[Document section]
Using Pain as a Path to Healing
“These pains you feel are messengers. Listen to them.” –Rumi
I’m tired.
I finally started working on my hip, which has been bothering me for two years. At times, the discomfort has been so great, I thought I might need a hip replacement.
So I started physical therapy, which has focused on my pelvis. At my last appointment, when my therapist asked, “How are you feeling?” I answered, “Raw.”
That one word said it all. I didn’t need to add that I had been driving down the road screaming. And that, before that, I needed to cry. I have had so much energy needing to flow. I know that my hip stores many emotions around the loss of my baby decades ago, when my pelvis didn’t open.
I know this, but I also know that I don’t know. I have learned to let the feelings come without explanation.
When my clients ask me for explanations, when they say:
Why am I so tired?
I’m so emotional!
My bloodwork is terrible.
What’s wrong with me?
I tell them to check in with themselves and ask if they could be processing something deeper. It’s important to trust our bodies’ wisdom, which always tells us what we need. The answer may be a need to flow with life, or to go deeper with a physician or therapist.
This process can be mysterious, even frustrating. When we experience pain, we don’t especially want to welcome it as a messenger. We don’t have the patience to listen to it. Instead, it’s easier to justify it or explain it away. Usually, we tell ourselves it’s not okay to feel tired or weak or sick.
But the more we become conscious of our breath, the more we can listen to and hear the wisdom of our bodies. When experiences trigger us, the more we need to do our inner work.
We are all comprised of body, soul, and spirit. Our soul level, which is where we process our feelings, is at a very high level right now. But rather than surrendering to life on life’s terms, our old fear-based thinking tells us something is wrong if we want to slow down.

[Task item] Set down the passage of the essay on pain and healing that begins with the words containing "So I started" and ends with "pelvis didn’t open.", copying it word for word. The rows that come next are separate material and have no connection to the essay on pain and healing.

[Supplied information]

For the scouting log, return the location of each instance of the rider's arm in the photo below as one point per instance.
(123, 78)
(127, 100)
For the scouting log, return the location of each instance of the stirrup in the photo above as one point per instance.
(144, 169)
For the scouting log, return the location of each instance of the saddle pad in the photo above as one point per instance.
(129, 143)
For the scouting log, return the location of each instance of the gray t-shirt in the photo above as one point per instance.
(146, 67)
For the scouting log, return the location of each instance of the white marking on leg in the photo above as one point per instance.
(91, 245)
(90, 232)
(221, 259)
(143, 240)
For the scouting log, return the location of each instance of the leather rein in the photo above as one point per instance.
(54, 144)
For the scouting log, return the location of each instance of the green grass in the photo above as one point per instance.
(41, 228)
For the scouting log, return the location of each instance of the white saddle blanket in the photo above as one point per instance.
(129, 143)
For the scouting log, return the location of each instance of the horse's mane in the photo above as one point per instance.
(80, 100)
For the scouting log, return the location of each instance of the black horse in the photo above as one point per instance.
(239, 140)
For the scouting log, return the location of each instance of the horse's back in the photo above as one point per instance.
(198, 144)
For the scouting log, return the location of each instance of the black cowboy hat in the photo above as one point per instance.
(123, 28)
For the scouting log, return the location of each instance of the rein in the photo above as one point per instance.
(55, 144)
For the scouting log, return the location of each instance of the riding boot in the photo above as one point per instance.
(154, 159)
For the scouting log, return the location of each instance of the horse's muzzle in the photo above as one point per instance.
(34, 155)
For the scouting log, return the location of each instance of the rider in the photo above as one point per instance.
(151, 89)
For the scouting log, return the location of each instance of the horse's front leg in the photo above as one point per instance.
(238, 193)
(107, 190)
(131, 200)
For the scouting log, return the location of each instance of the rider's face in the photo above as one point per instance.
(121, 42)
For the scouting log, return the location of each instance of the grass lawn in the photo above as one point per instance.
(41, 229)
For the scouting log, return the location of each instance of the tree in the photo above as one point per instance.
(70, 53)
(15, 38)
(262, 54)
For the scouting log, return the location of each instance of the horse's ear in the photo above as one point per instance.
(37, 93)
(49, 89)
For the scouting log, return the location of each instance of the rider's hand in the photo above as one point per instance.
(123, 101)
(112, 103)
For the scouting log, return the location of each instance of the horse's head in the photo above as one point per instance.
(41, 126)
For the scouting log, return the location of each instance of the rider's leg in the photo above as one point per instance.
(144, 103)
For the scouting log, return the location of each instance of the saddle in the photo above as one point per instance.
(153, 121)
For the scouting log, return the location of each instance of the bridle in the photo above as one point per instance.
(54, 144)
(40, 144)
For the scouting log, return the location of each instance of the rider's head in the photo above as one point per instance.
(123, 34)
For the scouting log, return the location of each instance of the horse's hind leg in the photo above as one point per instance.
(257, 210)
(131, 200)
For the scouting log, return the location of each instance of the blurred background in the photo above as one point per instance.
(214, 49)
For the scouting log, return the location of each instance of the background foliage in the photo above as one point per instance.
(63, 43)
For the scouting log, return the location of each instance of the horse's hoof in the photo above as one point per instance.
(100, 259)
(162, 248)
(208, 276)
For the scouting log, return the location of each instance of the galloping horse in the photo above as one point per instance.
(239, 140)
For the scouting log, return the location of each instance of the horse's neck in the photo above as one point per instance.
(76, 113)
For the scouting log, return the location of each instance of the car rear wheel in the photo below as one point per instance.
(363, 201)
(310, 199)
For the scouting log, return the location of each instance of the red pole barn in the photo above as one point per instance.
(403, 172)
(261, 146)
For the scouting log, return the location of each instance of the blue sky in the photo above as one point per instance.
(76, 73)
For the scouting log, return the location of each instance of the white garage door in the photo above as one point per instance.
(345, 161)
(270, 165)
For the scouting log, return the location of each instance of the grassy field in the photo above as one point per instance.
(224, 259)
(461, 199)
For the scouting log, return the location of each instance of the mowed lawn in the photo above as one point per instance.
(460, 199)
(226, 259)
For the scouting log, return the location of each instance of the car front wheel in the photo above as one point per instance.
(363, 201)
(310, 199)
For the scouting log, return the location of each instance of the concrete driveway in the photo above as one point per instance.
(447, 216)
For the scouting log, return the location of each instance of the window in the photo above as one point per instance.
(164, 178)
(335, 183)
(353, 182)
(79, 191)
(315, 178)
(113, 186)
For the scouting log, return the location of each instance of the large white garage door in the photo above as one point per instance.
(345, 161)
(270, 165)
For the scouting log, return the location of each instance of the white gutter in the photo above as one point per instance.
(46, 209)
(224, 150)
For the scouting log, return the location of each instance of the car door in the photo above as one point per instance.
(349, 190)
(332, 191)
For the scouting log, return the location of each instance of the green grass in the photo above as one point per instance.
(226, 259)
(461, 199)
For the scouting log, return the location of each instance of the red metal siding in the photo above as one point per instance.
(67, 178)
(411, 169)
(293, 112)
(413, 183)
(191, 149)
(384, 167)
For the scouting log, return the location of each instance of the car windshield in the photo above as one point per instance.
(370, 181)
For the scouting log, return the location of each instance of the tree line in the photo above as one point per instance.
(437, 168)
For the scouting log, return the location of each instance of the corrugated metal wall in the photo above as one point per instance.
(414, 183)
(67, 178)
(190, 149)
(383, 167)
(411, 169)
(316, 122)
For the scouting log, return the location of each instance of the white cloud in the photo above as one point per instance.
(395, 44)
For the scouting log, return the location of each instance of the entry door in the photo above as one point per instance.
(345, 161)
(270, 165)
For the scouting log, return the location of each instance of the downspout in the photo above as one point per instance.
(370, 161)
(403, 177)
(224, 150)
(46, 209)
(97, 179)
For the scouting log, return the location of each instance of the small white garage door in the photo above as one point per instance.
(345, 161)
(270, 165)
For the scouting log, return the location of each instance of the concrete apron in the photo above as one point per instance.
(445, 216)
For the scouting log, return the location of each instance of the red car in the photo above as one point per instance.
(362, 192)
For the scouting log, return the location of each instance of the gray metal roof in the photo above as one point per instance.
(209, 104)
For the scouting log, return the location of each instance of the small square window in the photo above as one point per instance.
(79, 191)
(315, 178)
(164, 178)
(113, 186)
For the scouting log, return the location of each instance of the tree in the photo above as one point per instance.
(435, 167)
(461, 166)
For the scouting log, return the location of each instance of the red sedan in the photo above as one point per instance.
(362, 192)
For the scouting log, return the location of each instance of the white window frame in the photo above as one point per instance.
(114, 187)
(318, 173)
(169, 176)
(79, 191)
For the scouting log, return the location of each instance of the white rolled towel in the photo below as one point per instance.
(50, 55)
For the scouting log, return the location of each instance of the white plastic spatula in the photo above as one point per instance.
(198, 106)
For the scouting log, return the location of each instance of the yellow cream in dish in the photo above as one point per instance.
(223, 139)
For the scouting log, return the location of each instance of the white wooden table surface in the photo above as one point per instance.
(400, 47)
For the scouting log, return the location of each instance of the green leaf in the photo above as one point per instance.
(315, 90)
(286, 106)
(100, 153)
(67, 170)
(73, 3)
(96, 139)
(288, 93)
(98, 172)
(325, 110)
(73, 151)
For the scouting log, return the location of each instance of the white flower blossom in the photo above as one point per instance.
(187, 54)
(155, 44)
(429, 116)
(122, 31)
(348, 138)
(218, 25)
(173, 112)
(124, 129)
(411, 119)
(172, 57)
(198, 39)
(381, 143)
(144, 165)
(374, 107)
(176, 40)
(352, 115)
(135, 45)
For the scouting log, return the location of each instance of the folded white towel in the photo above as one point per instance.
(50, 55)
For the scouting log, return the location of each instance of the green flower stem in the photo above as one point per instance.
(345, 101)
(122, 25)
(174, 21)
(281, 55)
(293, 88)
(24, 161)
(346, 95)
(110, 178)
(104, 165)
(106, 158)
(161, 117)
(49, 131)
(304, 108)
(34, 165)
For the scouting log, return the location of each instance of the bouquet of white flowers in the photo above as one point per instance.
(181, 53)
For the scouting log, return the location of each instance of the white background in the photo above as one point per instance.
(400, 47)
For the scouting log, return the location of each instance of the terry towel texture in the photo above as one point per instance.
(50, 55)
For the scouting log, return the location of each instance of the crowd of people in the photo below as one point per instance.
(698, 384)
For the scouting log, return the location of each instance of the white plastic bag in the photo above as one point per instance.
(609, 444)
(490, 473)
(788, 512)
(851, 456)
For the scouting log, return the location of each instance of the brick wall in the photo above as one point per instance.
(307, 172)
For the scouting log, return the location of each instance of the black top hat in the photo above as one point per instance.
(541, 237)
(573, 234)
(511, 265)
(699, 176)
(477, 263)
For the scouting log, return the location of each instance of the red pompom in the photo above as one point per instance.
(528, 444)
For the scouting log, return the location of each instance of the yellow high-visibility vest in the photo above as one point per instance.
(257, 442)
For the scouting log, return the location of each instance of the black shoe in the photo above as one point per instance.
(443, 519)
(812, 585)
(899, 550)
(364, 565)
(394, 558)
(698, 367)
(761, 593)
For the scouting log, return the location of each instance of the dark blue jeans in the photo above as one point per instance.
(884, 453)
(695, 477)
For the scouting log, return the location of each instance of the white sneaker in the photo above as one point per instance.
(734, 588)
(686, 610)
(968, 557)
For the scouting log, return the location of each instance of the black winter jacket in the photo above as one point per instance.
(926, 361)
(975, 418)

[Answer space]
So I started physical therapy, which has focused on my pelvis. At my last appointment, when my therapist asked, “How are you feeling?” I answered, “Raw.”
That one word said it all. I didn’t need to add that I had been driving down the road screaming. And that, before that, I needed to cry. I have had so much energy needing to flow. I know that my hip stores many emotions around the loss of my baby decades ago, when my pelvis didn’t open.